Problem to solve =>
Please quote only the lines that start at the one with "I would be grateful if you could indicate the group" and go on to the last line of the data, both ends kept.

Point labeling examples:
################
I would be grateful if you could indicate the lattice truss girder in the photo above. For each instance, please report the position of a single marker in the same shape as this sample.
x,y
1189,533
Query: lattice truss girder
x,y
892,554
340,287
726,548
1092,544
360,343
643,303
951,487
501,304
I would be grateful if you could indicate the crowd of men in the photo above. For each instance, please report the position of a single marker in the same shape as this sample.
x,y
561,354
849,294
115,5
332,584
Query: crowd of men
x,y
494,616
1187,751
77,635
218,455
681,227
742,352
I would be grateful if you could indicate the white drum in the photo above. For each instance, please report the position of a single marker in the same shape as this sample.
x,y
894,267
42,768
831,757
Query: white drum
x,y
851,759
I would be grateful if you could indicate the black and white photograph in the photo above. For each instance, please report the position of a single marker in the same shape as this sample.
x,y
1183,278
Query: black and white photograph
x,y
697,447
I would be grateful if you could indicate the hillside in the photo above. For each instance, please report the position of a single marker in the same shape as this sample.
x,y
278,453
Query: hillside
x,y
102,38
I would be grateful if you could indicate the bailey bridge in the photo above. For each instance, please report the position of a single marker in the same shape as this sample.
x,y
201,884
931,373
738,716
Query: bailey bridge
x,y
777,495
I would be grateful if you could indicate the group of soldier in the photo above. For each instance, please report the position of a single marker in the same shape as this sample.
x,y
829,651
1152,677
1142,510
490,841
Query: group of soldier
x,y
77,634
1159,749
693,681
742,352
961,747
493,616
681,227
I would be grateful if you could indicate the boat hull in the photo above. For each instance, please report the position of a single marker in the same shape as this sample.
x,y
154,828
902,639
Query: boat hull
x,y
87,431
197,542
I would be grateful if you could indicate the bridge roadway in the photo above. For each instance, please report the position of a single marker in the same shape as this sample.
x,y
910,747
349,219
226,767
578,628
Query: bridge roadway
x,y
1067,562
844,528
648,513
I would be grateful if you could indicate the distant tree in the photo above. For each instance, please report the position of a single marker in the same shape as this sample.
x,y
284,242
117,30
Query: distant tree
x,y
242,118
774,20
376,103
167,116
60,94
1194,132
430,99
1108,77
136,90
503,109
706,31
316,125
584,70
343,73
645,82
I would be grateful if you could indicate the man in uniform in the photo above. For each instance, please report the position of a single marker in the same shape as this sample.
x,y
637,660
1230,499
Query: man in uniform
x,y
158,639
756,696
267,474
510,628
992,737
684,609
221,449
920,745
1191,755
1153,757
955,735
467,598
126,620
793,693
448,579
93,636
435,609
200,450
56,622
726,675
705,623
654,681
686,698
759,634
################
Solution below =>
I would be grateful if you could indicate the group of soldier in the photo above. For each instance, please report the position of a single marker in the same shape as this sample.
x,y
829,651
1152,677
1142,510
490,841
Query: group of soldier
x,y
77,634
1159,749
693,681
742,352
961,747
493,616
681,227
I would be grateful if you could indicate the boat hull in the photo above. For each instance, please report the position of a single marker in the same shape as this sample.
x,y
154,828
902,639
Query: boat hull
x,y
87,431
197,542
I would be grateful if you could indicate the bridge roadway in the photo above. For each instance, please report the position of a single marker in the same shape as this sample.
x,y
910,747
349,219
226,767
578,628
Query: bridge roadway
x,y
1067,562
844,528
648,513
I would be grateful if you could indicate the distant tree in the photo above. For each instance, please report the position of a single marker in the same shape as this sample.
x,y
284,242
117,30
Query: distant tree
x,y
242,118
774,20
376,103
167,116
60,94
1194,132
430,99
1108,77
136,90
503,109
706,31
316,125
584,70
343,73
645,82
I would be grateful if you could indicate the man in uniform in the photo above. For each instance, please report the position of a single marker in the same shape as this sample.
x,y
637,660
1230,499
Query: man in uniform
x,y
158,639
756,696
267,474
510,628
992,737
684,609
221,449
920,745
1191,755
1153,757
955,735
467,598
126,620
793,693
448,579
93,636
435,609
200,450
56,622
726,675
705,623
654,681
686,698
759,634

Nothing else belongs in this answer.